Work to do:
Count the lines in the items below that contain the string "path". Give only the number.

Data for the task:
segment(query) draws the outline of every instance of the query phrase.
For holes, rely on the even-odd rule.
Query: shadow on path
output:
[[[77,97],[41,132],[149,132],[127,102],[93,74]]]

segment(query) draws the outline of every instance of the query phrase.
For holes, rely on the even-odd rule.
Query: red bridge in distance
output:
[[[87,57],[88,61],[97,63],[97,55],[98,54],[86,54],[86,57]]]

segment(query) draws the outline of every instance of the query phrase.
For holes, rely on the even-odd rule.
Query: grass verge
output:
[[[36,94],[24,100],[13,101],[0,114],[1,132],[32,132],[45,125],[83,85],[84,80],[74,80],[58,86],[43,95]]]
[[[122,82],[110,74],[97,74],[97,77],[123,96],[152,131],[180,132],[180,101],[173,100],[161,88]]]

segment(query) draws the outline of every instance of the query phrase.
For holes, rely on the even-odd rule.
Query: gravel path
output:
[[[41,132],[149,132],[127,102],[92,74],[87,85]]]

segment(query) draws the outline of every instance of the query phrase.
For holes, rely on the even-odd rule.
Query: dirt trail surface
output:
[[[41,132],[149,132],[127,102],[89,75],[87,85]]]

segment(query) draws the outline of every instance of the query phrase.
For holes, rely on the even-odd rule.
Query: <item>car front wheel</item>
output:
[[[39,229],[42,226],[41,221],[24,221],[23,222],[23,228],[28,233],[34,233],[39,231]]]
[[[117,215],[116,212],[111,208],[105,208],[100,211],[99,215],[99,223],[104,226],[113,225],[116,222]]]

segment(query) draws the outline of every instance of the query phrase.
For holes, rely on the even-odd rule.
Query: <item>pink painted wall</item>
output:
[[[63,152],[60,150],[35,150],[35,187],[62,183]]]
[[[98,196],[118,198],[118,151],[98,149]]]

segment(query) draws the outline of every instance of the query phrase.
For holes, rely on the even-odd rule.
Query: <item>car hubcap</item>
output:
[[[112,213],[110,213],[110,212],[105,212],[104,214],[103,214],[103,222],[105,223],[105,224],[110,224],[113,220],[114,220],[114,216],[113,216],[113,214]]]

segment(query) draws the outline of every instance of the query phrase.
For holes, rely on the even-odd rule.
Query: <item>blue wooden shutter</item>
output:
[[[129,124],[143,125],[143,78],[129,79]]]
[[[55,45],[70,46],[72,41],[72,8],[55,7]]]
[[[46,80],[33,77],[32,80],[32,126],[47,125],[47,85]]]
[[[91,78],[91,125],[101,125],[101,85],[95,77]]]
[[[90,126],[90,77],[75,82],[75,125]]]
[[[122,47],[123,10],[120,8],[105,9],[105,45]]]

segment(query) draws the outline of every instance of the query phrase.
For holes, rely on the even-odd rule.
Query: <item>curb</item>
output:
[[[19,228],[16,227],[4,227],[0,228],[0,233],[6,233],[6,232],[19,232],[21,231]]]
...
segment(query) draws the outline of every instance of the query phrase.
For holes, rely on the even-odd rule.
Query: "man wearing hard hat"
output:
---
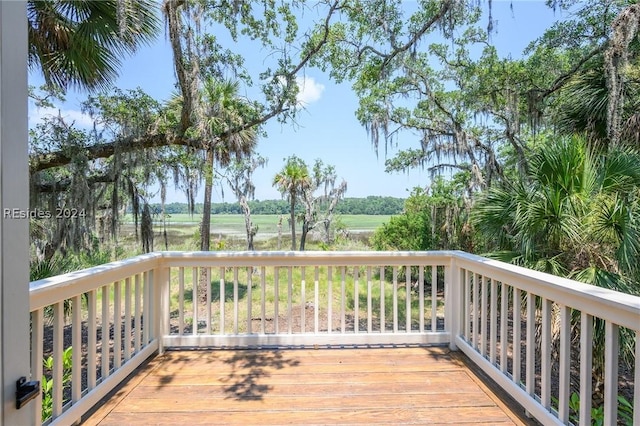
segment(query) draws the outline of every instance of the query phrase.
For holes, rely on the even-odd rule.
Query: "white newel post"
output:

The answer:
2